§ **Your objective**: Write out exactly the lines running from the line that includes "Target: water channel" to the end of the data, both ends included, and nothing besides.

[Data entries]
▼▼▼

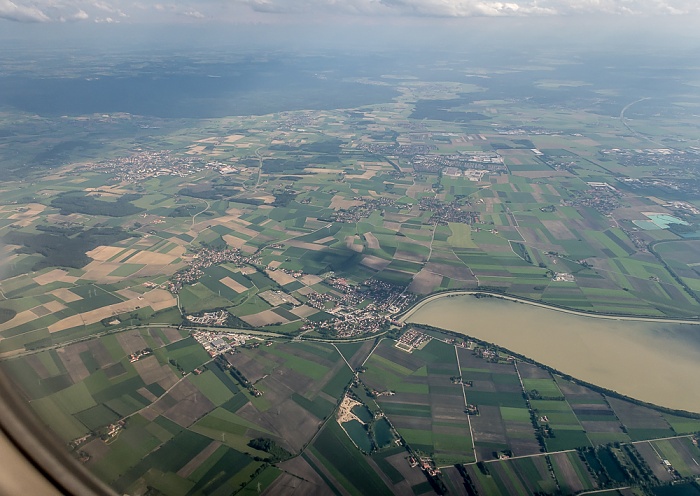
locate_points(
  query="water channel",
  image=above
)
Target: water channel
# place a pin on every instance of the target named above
(657, 362)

▲▲▲

§ **Your solution**:
Target: water channel
# place a pin on every instance of the target named above
(657, 362)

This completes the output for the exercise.